Spark : Derive Stats From Manifest on the Fly #11615

saitharun15 · 2024-11-21T07:24:06Z

This PR helps to derives min,max,numOfNulls Statistics on the fly from manifest files to report back them to Spark.

Currently only Ndv is calculated and reported back to Spark Engine, which leads to inaccurate plans in Spark side since min,max,nullCount are returned as NULL

As there is a discussion still going on whether to store stats partition level or table level, even if we calculate them in either ways there would be an issue as per this comment in discussion #10791

These changes helps to enable the onFly collection of the stats using a table property or a session conf(by default it's false)

cc @guykhazma @jeesou

saitharun15 · 2024-11-21T07:25:46Z

Hi, @huaxingao @karuppayya @aokolnychyi @RussellSpitzer Can you help review this PR

saitharun15 · 2024-11-21T14:18:39Z

spark/v3.5/spark/src/main/java/org/apache/iceberg/spark/SparkReadConf.java

+        .tableProperty(TableProperties.DERIVE_STATS_FROM_MANIFEST_ENABLED)
+        .defaultValue(TableProperties.DERIVE_STATS_FROM_MANIFEST_ENABLED_DEFAULT)
+        .parse();
+  }


This table-level property takes precedence over the session configuration when it is turned off, enabling users to derive statistics only for a specific table.

Given information:
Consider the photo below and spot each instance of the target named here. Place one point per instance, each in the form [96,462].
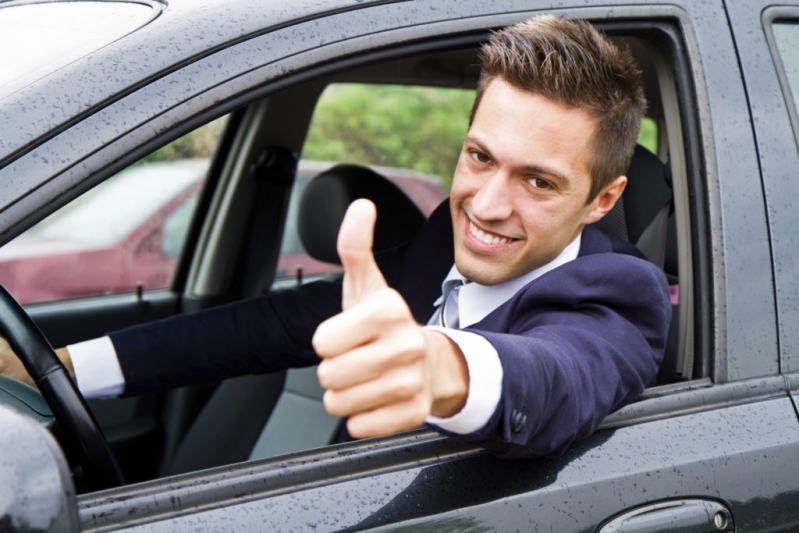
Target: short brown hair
[570,62]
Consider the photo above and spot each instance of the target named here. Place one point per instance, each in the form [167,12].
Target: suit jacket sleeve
[575,345]
[270,332]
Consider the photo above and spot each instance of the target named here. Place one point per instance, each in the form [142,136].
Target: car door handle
[677,516]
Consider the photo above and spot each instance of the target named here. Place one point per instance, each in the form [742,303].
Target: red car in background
[129,230]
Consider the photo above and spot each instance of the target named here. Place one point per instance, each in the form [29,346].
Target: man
[556,325]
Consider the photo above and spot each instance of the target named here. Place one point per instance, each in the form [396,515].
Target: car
[114,239]
[711,446]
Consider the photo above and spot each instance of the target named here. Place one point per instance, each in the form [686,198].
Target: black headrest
[646,193]
[326,198]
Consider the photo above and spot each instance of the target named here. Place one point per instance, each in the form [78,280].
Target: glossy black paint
[731,437]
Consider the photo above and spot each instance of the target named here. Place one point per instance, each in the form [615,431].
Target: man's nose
[494,199]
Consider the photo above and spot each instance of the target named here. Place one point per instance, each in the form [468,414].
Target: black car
[711,446]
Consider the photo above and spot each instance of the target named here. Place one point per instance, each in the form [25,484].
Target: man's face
[519,192]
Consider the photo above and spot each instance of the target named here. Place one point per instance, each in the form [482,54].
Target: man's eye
[479,156]
[539,183]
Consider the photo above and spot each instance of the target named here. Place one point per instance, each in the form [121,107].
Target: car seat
[253,417]
[644,216]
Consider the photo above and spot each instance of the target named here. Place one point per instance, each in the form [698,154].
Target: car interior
[232,247]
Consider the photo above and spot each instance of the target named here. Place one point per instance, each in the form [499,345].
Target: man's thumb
[361,275]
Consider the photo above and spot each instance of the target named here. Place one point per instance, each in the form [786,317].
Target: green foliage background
[419,128]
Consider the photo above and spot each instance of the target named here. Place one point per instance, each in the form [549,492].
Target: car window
[410,134]
[128,230]
[786,37]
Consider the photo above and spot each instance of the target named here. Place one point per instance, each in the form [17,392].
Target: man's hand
[11,366]
[381,368]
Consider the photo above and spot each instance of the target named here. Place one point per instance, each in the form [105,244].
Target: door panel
[740,456]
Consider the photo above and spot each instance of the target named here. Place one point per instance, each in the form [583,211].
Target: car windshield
[73,29]
[114,208]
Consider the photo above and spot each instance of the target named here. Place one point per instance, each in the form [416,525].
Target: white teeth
[484,237]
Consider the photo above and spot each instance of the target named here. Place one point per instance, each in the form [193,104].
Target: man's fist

List of tasks:
[A] In the pull request thread, reproduce everything from "Hi, @huaxingao @karuppayya" down to "a specific table.".
[B] Answer these questions from the pull request thread:
(i) Which statistic is currently the only one calculated and reported back to the Spark engine?
(ii) By default, is the on-the-fly collection of the stats enabled or disabled?
(iii) What number is given for the discussion about where to store stats?

Solutions for each task:
[A]
Hi, @huaxingao @karuppayya @aokolnychyi @RussellSpitzer Can you help review this PR

saitharun15 · 2024-11-21T14:18:39Z

spark/v3.5/spark/src/main/java/org/apache/iceberg/spark/SparkReadConf.java

+        .tableProperty(TableProperties.DERIVE_STATS_FROM_MANIFEST_ENABLED)
+        .defaultValue(TableProperties.DERIVE_STATS_FROM_MANIFEST_ENABLED_DEFAULT)
+        .parse();
+  }


This table-level property takes precedence over the session configuration when it is turned off, enabling users to derive statistics only for a specific table.

[B]
(i) Ndv
(ii) Disabled (false)
(iii) #10791